**Task directions**
Convert the records below into a Markdown table with the columns "No." and "Line." Put each non-blank line in its own row, numbered in order, and leave out blank lines.

**********

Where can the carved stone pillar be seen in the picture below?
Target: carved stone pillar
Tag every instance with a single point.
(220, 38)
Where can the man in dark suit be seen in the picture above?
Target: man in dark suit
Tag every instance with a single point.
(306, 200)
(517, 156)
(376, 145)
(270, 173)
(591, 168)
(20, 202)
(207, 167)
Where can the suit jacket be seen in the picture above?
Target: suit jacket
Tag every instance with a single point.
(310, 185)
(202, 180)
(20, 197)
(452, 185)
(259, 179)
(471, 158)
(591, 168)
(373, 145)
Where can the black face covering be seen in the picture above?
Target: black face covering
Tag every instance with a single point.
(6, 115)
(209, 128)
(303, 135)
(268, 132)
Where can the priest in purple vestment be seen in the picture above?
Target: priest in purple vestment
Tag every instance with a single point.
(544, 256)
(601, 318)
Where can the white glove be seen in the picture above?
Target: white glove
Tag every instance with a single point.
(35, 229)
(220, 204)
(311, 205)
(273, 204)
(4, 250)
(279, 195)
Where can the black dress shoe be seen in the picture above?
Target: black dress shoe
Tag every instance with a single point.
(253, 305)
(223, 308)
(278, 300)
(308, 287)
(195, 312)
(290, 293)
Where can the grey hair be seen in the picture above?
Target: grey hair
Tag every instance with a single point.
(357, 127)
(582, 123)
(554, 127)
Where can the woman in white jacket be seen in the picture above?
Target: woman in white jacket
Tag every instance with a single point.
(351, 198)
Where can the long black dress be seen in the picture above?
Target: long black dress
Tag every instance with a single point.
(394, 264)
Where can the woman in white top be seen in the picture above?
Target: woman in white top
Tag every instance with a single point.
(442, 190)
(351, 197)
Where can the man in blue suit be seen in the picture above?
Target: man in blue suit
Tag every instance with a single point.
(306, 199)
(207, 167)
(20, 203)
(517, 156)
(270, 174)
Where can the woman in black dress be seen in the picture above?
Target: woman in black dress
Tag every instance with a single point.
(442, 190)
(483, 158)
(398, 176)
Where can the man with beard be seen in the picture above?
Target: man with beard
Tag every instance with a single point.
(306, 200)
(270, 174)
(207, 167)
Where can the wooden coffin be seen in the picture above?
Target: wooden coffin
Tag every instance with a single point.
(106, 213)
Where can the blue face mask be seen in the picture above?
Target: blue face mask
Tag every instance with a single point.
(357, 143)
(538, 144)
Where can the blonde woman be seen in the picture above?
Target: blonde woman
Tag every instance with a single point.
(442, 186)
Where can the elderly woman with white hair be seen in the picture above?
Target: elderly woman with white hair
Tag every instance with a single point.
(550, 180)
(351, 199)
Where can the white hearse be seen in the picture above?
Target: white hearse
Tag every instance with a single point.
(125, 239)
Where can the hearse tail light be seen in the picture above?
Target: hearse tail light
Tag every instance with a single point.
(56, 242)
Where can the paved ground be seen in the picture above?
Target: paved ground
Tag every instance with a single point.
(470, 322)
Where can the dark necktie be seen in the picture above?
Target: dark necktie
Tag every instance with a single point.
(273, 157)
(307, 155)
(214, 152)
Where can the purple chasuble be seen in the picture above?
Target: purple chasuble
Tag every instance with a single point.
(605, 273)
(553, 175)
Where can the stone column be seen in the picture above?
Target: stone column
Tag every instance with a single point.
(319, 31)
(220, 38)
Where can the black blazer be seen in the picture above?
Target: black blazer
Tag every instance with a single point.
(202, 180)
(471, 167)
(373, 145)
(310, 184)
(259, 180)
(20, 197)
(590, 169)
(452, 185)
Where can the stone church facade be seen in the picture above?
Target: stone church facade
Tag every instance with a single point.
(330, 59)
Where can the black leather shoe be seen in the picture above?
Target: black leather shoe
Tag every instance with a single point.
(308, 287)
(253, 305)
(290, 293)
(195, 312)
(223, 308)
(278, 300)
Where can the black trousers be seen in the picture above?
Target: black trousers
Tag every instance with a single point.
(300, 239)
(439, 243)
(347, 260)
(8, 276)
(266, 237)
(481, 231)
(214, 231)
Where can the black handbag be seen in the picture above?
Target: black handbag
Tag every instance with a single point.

**********

**Exercise response**
| No. | Line |
|---|---|
| 1 | Where can the carved stone pillar be seen in the picture below? |
| 2 | Target: carved stone pillar |
| 3 | Tag every instance with a single point. |
| 4 | (220, 38) |
| 5 | Where can the man in dark suit be seen in the picture above? |
| 6 | Target: man in dark suit |
| 7 | Tag every instance with a single point. |
| 8 | (306, 200) |
| 9 | (517, 156) |
| 10 | (376, 145) |
| 11 | (270, 173) |
| 12 | (591, 168) |
| 13 | (20, 202) |
| 14 | (207, 167) |
| 15 | Where can the suit jacket be seen in the picture above? |
| 16 | Target: suit jacket |
| 17 | Tag every instance with a single point. |
| 18 | (310, 185) |
| 19 | (202, 180) |
| 20 | (20, 197) |
| 21 | (452, 185) |
| 22 | (259, 179) |
| 23 | (471, 158) |
| 24 | (591, 168) |
| 25 | (373, 145) |
| 26 | Where can the black face covering be seen in the picture above? |
| 27 | Target: black face covering |
| 28 | Tag every instance with a single point. |
| 29 | (6, 115) |
| 30 | (209, 128) |
| 31 | (303, 135) |
| 32 | (268, 132) |
| 33 | Where can the priest in purple vestment be seen in the picture above? |
| 34 | Target: priest in purple vestment |
| 35 | Tag every instance with a single point. |
| 36 | (544, 256) |
| 37 | (601, 318) |
| 38 | Where can the white glove be seen in the picture above? |
| 39 | Target: white glove |
| 40 | Tag every instance with a single point. |
| 41 | (35, 229) |
| 42 | (220, 204) |
| 43 | (311, 205) |
| 44 | (273, 204) |
| 45 | (4, 250) |
| 46 | (279, 195) |
| 47 | Where can the black dress shoe be seen in the picture above? |
| 48 | Target: black dress shoe |
| 49 | Tag every instance with a single point. |
| 50 | (253, 305) |
| 51 | (223, 308) |
| 52 | (278, 300) |
| 53 | (308, 287) |
| 54 | (195, 312) |
| 55 | (290, 293) |
| 56 | Where can the grey hair be seen in the picture above? |
| 57 | Target: grey hair |
| 58 | Tag every instance with a single point. |
| 59 | (357, 127) |
| 60 | (582, 123) |
| 61 | (554, 127) |
| 62 | Where can the woman in white jacket be seen in the picture above? |
| 63 | Target: woman in white jacket |
| 64 | Tag every instance with a single point. |
| 65 | (351, 198) |
| 66 | Where can the long black dress be seen in the picture above? |
| 67 | Target: long black dress |
| 68 | Tag every instance with a single point. |
| 69 | (394, 264) |
| 70 | Where can the woman in white top be seen in the picture above? |
| 71 | Target: woman in white top |
| 72 | Tag every instance with a single point. |
| 73 | (442, 190) |
| 74 | (351, 197) |
| 75 | Where can the man in blue suit be seen in the picture above? |
| 76 | Target: man in blue suit |
| 77 | Tag every instance with a single point. |
| 78 | (306, 199) |
| 79 | (207, 167) |
| 80 | (20, 203) |
| 81 | (517, 156) |
| 82 | (270, 174) |
| 83 | Where can the woman in black dress be seen in the picture above? |
| 84 | Target: woman in black dress |
| 85 | Tag every instance with a single point. |
| 86 | (442, 190) |
| 87 | (483, 158) |
| 88 | (398, 176) |
| 89 | Where can the man with beard be seen in the picture above? |
| 90 | Target: man with beard |
| 91 | Tag every instance with a single point. |
| 92 | (306, 200) |
| 93 | (270, 174) |
| 94 | (207, 167) |
| 95 | Where can the wooden coffin be seen in the picture above? |
| 96 | Target: wooden coffin |
| 97 | Tag every instance with a single point. |
| 98 | (106, 213) |
| 99 | Where can the blue face mask be seen in the picture above? |
| 100 | Target: blue face mask |
| 101 | Tag every instance with a single point. |
| 102 | (357, 143) |
| 103 | (538, 144) |
| 104 | Where can the blonde woman be seen in the picture above? |
| 105 | Target: blonde woman |
| 106 | Tag every instance with a single point. |
| 107 | (442, 186) |
| 108 | Where can the elderly woman with white hair be seen in the picture above? |
| 109 | Target: elderly woman with white hair |
| 110 | Tag every instance with a single point. |
| 111 | (550, 180) |
| 112 | (351, 199) |
| 113 | Where can the white hearse be seen in the picture above? |
| 114 | Target: white hearse |
| 115 | Tag every instance with a single point. |
| 116 | (125, 239) |
| 117 | Where can the hearse tail light be seen in the picture above? |
| 118 | Target: hearse tail light |
| 119 | Tag every instance with a single point. |
| 120 | (56, 242) |
| 121 | Where can the paved ground be seen in the picture above? |
| 122 | Target: paved ground |
| 123 | Tag every instance with a single point. |
| 124 | (470, 322) |
| 125 | Where can the dark necktie be seen in the picture above? |
| 126 | Target: dark necktie |
| 127 | Tag every instance with a single point. |
| 128 | (273, 157) |
| 129 | (307, 155) |
| 130 | (214, 152) |
| 131 | Where can the purple chasuble be seen in the picture above? |
| 132 | Target: purple chasuble |
| 133 | Tag every instance with a single point. |
| 134 | (605, 273) |
| 135 | (553, 175) |
| 136 | Where can the stone column be seen in the picture above? |
| 137 | Target: stone column |
| 138 | Tag every instance with a single point. |
| 139 | (319, 31) |
| 140 | (220, 38) |
| 141 | Where can the black blazer be seen in the picture above? |
| 142 | Target: black blazer |
| 143 | Tag every instance with a single point. |
| 144 | (202, 180) |
| 145 | (471, 167) |
| 146 | (373, 145) |
| 147 | (310, 184) |
| 148 | (259, 180) |
| 149 | (20, 197) |
| 150 | (590, 169) |
| 151 | (452, 185) |
| 152 | Where can the stone church facade be seen in the picture above? |
| 153 | Target: stone church facade |
| 154 | Tag every instance with a single point. |
| 155 | (330, 59) |
| 156 | Where can the black leather shoe be seen in the picture above? |
| 157 | Target: black leather shoe |
| 158 | Tag every instance with a single point. |
| 159 | (308, 287) |
| 160 | (253, 305) |
| 161 | (290, 293) |
| 162 | (195, 312) |
| 163 | (223, 308) |
| 164 | (278, 300) |
| 165 | Where can the black trousers be seen in the picture above? |
| 166 | Target: black trousers |
| 167 | Tag every instance with a single point. |
| 168 | (300, 239) |
| 169 | (439, 243) |
| 170 | (347, 260) |
| 171 | (8, 276) |
| 172 | (266, 237) |
| 173 | (481, 231) |
| 174 | (214, 231) |
| 175 | Where can the black handbag be seen in the picture above? |
| 176 | Target: black handbag |
| 177 | Tag every instance with a single point. |